◆ PROBLEM DESCRIPTION:
Type every record exactly as it appears.

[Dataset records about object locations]
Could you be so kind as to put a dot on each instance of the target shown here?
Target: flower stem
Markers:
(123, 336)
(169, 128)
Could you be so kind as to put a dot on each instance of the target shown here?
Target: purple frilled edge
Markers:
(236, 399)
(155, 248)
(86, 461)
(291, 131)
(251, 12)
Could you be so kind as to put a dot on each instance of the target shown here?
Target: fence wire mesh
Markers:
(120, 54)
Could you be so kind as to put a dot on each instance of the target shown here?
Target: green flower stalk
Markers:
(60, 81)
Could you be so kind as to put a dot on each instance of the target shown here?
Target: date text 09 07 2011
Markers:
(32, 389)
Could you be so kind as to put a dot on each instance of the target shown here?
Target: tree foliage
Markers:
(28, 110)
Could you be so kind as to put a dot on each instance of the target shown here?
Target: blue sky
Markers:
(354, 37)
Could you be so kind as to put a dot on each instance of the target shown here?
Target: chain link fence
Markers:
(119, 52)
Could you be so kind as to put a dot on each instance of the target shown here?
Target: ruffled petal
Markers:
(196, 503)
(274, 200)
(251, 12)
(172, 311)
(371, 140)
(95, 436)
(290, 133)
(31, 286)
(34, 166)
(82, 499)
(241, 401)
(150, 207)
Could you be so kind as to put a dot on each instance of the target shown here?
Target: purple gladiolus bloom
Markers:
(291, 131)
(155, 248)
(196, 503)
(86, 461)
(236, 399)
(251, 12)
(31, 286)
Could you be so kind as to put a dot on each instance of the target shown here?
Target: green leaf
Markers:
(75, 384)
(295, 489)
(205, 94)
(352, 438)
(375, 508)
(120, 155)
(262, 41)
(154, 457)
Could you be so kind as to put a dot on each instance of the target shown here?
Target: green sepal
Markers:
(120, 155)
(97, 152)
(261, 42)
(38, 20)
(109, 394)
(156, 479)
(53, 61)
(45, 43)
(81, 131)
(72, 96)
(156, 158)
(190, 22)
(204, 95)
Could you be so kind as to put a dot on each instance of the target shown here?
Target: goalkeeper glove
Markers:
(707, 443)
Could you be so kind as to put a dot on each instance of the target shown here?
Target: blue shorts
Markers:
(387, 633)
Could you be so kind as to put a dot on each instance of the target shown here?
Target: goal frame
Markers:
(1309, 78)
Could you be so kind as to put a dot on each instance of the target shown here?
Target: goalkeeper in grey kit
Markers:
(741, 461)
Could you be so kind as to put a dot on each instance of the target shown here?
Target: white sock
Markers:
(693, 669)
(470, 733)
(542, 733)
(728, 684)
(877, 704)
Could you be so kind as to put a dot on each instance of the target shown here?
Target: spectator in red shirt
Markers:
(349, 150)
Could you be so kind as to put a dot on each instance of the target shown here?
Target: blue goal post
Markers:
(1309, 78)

◆ TASK SOLUTION:
Could you be so kind as to put a dot on each instance of the target shown here?
Target: flower stem
Markers:
(123, 336)
(169, 128)
Could you be so kind as to put a dot on each instance of the target shown here?
Target: purple frilled edge
Markers:
(236, 399)
(155, 248)
(86, 461)
(291, 131)
(251, 12)
Could you be so kind as to put a dot on each instance of the target shown here?
Target: fence wire mesh
Markers:
(120, 54)
Could you be so kind as to put a dot on each instance of the target shown here?
Target: green flower stalk
Markers:
(60, 81)
Could you be so kind as to put a dot on each instance of the target shown here?
Target: date text 09 07 2011
Markers:
(32, 389)
Could you be so kind as to put a dot on each instance of the target shown here?
Target: tree foliage
Markers:
(28, 110)
Could you be so kind as to put a dot on each instance of the target shown here?
Target: blue sky
Markers:
(354, 37)
Could you be so kind as to put a dot on each instance of the target shown here?
Target: chain link fence
Markers:
(119, 52)
Could you be so kind as to put a dot on each instance of the target shown here?
Target: ruffled petal
Markers:
(196, 503)
(274, 200)
(251, 12)
(172, 311)
(371, 140)
(95, 436)
(290, 133)
(31, 286)
(34, 166)
(82, 499)
(241, 401)
(150, 207)
Could you be so kind as to put a dot on each instance of the target shown here?
Target: purple gladiolus bloom
Markers:
(291, 131)
(155, 248)
(196, 503)
(86, 461)
(236, 399)
(251, 12)
(31, 286)
Could you be so kind as to put a dot on each instance of the target shown here?
Target: green leaf
Markers:
(75, 384)
(295, 489)
(205, 94)
(352, 438)
(375, 508)
(120, 155)
(262, 41)
(154, 457)
Could you be so kind as to put a dot on each instance of the target shown here?
Target: green sepal
Markers:
(120, 155)
(97, 152)
(261, 42)
(38, 20)
(109, 394)
(156, 479)
(53, 61)
(45, 43)
(81, 131)
(72, 96)
(156, 158)
(190, 22)
(204, 95)
Could you be so kind as to put a dot on each instance of the target shown here?
Target: goalkeeper glove
Markers:
(707, 443)
Could you be so kind as to put a dot on each instance of the target shown here?
Target: blue shorts
Markers:
(387, 633)
Could you be so kind as to put a dot on each instance of the target shown here?
Target: goal frame
Markers:
(1309, 78)
Could you be so kind as to put a dot on each instance of the target shown here?
Target: goalkeeper in grey kit
Markers:
(741, 461)
Could you be so kind as to put a dot on each instance of the target shown here?
Target: white sock
Markers:
(693, 669)
(470, 733)
(542, 733)
(728, 684)
(877, 704)
Could you be so kind as to put a dot on each instance of the target shown here?
Target: spectator in red shirt
Markers:
(349, 150)
Could you be so kind as to put a dot on each instance of the target shown here?
Target: blue goal post
Markers:
(1309, 78)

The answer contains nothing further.